(SET PROBLEM)
Copy the material below line for line, with no changes.

(Source material)
▼

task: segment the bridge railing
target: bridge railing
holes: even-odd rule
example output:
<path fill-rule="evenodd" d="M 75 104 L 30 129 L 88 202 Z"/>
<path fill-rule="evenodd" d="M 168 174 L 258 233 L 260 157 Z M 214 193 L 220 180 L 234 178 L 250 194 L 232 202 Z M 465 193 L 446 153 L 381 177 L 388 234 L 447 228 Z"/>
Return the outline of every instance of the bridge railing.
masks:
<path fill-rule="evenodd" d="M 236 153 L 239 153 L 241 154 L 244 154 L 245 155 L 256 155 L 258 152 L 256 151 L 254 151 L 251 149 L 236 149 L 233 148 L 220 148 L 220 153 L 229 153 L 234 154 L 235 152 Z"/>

▲

(ANSWER FOR THIS EXERCISE)
task: segment the bridge railing
target: bridge railing
holes: even-odd rule
example output:
<path fill-rule="evenodd" d="M 75 104 L 30 129 L 88 202 Z"/>
<path fill-rule="evenodd" d="M 168 174 L 258 233 L 260 157 Z M 214 193 L 220 180 L 234 178 L 250 194 L 232 202 Z M 465 193 L 446 153 L 381 177 L 388 234 L 447 228 Z"/>
Return the outline of every instance of the bridge railing.
masks:
<path fill-rule="evenodd" d="M 236 153 L 239 153 L 241 154 L 244 154 L 245 155 L 256 155 L 258 152 L 256 151 L 254 151 L 251 149 L 236 149 L 233 148 L 220 148 L 220 153 L 229 153 L 234 154 L 235 152 Z"/>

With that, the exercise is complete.